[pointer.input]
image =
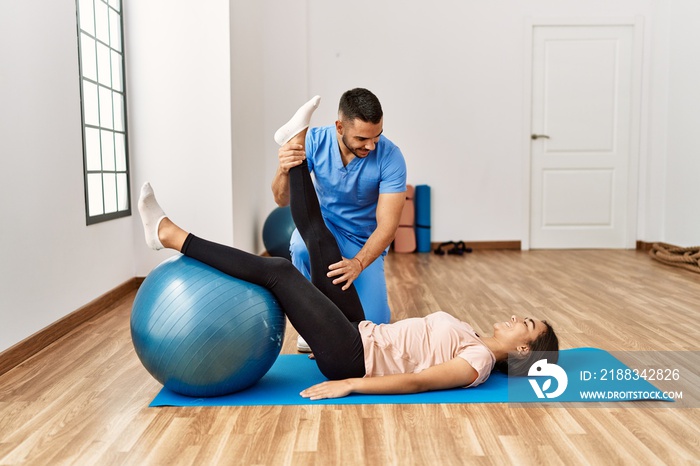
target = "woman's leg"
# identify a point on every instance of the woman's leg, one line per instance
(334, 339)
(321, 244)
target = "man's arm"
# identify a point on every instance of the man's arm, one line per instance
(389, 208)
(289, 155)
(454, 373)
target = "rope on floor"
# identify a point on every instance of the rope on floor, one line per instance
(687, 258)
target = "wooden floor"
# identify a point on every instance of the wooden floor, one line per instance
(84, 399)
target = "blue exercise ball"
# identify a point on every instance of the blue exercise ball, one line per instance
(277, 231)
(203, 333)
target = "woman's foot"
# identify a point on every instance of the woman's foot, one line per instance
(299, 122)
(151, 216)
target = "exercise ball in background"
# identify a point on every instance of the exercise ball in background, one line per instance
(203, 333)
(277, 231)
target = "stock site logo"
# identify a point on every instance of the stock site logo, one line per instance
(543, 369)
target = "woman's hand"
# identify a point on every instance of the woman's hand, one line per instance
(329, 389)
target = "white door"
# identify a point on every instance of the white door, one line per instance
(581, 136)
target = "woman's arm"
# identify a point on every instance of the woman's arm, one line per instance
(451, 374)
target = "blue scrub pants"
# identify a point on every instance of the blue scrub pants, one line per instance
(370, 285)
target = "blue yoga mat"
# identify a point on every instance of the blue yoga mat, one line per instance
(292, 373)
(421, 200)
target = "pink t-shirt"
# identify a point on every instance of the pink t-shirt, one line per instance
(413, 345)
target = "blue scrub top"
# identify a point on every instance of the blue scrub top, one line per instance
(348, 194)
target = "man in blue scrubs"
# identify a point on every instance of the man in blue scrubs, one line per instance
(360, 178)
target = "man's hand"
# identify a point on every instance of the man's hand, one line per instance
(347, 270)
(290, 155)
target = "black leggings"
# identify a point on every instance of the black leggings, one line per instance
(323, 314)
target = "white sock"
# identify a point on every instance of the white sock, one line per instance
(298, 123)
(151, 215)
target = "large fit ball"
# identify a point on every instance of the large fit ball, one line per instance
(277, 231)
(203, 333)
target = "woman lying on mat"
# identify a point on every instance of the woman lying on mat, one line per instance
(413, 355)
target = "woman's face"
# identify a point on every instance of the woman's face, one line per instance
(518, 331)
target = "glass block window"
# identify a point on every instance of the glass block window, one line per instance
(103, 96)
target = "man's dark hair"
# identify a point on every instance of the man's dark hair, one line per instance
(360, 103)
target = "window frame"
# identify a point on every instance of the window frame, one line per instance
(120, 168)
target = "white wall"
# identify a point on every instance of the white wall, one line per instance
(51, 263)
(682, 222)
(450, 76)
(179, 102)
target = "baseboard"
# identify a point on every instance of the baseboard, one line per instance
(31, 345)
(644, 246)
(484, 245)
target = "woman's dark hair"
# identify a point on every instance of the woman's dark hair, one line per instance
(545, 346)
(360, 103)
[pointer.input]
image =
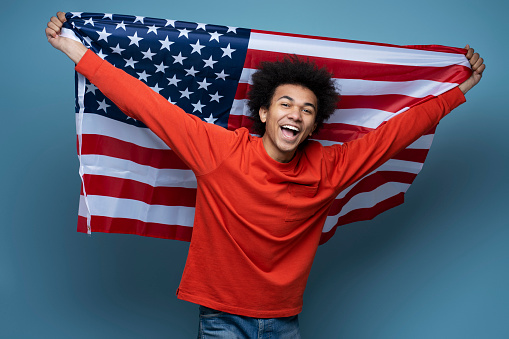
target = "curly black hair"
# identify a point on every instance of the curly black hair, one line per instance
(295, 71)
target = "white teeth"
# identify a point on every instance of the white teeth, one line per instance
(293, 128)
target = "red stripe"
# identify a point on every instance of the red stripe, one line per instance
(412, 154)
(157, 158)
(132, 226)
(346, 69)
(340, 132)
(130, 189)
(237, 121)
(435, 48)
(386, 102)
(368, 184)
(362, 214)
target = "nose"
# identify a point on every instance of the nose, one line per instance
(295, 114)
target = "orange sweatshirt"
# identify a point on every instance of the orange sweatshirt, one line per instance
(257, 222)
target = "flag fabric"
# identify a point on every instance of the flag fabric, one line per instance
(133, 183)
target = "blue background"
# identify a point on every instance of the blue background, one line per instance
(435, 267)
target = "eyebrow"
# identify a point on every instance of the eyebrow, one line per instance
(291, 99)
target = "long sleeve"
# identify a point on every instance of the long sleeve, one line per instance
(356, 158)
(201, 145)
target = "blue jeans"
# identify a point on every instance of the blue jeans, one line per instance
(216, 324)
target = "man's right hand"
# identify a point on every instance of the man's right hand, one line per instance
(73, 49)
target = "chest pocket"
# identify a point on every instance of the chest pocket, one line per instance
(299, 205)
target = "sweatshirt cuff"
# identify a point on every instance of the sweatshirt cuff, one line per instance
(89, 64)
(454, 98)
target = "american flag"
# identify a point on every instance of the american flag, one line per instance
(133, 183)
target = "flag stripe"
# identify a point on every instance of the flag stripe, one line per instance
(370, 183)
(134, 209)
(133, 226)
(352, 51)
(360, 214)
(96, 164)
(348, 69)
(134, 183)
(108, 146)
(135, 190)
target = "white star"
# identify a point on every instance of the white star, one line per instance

┄┄┄┄┄┄┄┄┄┄┄┄┄┄┄┄┄┄┄┄

## What to work on
If the word "star" is on a line above, return that line.

## Answer below
target = "white star"
# identify a point on every instance of the white star, one line per instance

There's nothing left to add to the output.